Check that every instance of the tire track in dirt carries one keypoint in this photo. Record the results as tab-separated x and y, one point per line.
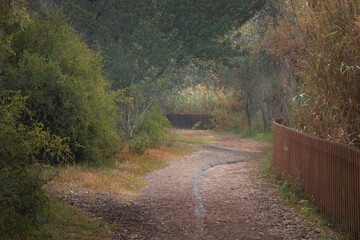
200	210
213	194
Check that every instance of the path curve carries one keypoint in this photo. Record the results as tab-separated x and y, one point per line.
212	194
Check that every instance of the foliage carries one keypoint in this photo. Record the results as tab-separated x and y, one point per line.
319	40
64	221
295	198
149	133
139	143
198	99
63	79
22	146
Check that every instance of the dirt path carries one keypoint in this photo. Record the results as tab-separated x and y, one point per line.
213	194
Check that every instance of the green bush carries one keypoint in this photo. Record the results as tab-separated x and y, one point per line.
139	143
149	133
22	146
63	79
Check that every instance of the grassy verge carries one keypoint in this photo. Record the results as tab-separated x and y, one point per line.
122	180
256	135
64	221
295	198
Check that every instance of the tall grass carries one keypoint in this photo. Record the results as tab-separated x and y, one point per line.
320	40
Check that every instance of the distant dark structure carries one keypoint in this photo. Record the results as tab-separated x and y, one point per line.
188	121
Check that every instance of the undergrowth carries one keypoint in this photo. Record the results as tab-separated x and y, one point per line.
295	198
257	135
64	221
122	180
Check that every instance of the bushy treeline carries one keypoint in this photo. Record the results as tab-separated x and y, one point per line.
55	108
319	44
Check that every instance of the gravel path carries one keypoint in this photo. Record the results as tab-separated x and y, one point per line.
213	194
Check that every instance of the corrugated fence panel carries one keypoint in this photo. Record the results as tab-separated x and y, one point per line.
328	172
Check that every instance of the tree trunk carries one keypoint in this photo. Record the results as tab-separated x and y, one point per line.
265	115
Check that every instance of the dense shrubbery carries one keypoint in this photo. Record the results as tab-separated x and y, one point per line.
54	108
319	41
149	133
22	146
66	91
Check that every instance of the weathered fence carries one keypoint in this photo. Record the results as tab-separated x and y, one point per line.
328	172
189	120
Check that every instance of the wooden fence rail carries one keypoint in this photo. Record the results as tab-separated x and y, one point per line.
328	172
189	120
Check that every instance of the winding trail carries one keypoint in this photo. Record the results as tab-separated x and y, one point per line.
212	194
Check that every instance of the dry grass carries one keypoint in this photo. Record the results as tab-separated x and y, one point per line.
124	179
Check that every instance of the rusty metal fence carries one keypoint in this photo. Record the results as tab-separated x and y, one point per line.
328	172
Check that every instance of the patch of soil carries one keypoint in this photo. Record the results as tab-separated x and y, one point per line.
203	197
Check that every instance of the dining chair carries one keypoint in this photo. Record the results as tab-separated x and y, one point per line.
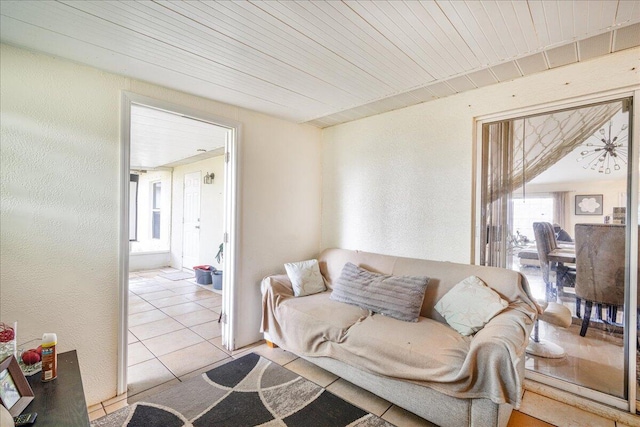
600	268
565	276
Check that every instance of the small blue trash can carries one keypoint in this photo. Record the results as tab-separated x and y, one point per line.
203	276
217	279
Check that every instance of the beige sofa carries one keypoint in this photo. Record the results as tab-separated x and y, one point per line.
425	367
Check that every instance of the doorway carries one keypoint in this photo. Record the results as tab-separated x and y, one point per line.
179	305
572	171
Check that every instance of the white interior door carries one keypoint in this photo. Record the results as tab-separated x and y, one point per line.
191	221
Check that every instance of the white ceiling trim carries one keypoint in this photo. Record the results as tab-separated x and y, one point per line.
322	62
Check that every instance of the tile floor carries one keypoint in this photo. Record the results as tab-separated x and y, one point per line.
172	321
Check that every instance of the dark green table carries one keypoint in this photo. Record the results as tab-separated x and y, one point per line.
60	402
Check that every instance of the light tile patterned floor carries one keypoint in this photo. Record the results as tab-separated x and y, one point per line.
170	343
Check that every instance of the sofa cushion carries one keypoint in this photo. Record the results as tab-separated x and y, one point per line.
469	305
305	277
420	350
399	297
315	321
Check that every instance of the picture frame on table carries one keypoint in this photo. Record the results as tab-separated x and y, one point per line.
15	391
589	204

═══

» REQUIREMENT: Rewrite the lines from the one containing "Check that every instance of the picture" through the end of the lines, putting "shelf" in place of "table" and leaving everything else unchanged.

» RESPONSE:
Check that every instance of the picture frame on shelf carries one keypoint in this photo. Record the results as tab-separated x and y, one point per line.
15	391
589	204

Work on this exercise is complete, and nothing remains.